**TASK BRIEF**:
Which lines of the records contain the word "jacket"? Show each of them.

**DATA SUPPLIED**:

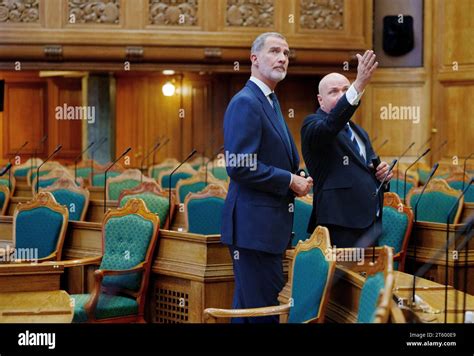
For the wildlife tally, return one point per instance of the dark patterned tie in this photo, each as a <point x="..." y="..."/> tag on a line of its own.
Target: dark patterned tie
<point x="281" y="120"/>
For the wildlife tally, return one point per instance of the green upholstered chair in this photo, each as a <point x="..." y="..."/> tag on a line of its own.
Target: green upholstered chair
<point x="184" y="172"/>
<point x="377" y="290"/>
<point x="97" y="178"/>
<point x="156" y="200"/>
<point x="302" y="212"/>
<point x="309" y="282"/>
<point x="119" y="292"/>
<point x="41" y="224"/>
<point x="436" y="202"/>
<point x="74" y="198"/>
<point x="203" y="210"/>
<point x="194" y="184"/>
<point x="155" y="170"/>
<point x="4" y="199"/>
<point x="455" y="181"/>
<point x="128" y="179"/>
<point x="397" y="223"/>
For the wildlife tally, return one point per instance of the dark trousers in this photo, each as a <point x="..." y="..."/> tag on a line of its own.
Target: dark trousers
<point x="258" y="280"/>
<point x="349" y="237"/>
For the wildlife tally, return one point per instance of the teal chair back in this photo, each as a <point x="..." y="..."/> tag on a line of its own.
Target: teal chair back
<point x="302" y="213"/>
<point x="369" y="297"/>
<point x="157" y="204"/>
<point x="436" y="202"/>
<point x="458" y="185"/>
<point x="41" y="224"/>
<point x="203" y="210"/>
<point x="309" y="295"/>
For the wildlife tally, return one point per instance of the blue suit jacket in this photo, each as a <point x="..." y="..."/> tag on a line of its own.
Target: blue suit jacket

**TASK OUTPUT**:
For the wildlife tally, return one point per instance of the blue suit jacket in this photo, each as a <point x="..." y="..."/> tag on a line of its own.
Target: blue suit jacket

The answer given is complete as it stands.